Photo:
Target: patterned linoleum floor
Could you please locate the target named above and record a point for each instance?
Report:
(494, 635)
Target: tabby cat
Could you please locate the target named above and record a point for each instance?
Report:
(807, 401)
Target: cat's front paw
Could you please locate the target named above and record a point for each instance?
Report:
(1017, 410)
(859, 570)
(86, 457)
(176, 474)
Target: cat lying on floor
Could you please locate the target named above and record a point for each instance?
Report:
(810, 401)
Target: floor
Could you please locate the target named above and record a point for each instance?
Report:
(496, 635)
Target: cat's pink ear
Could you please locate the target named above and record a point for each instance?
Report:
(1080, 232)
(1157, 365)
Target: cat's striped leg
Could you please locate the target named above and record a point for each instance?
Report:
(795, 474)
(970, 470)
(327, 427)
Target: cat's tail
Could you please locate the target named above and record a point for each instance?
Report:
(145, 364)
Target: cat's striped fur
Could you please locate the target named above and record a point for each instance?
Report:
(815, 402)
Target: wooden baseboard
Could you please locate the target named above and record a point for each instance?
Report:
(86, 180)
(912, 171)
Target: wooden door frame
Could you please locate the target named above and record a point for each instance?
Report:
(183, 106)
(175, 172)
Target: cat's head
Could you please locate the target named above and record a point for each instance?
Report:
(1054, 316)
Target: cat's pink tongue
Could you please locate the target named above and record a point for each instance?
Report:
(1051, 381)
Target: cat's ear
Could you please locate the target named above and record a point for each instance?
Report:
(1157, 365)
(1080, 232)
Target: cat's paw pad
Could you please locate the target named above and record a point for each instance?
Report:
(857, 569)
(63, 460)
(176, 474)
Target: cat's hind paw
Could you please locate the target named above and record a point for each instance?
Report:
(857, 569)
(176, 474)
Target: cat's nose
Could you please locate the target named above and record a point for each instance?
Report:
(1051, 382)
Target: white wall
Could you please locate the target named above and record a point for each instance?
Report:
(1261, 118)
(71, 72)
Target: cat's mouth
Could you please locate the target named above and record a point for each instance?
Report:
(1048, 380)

++++++

[Work required]
List the stretch of the data from the line containing "Target: cat's head" through the line containing "(1051, 381)" as a numbered list, and leave out any blank lines.

[Response below]
1. Target: cat's head
2. Could you please locate the target named above and record a point for each instance?
3. Report:
4. (1054, 316)
5. Target: cat's pink tongue
6. Could you please locate the target named above and record a point for each instance?
7. Report:
8. (1051, 381)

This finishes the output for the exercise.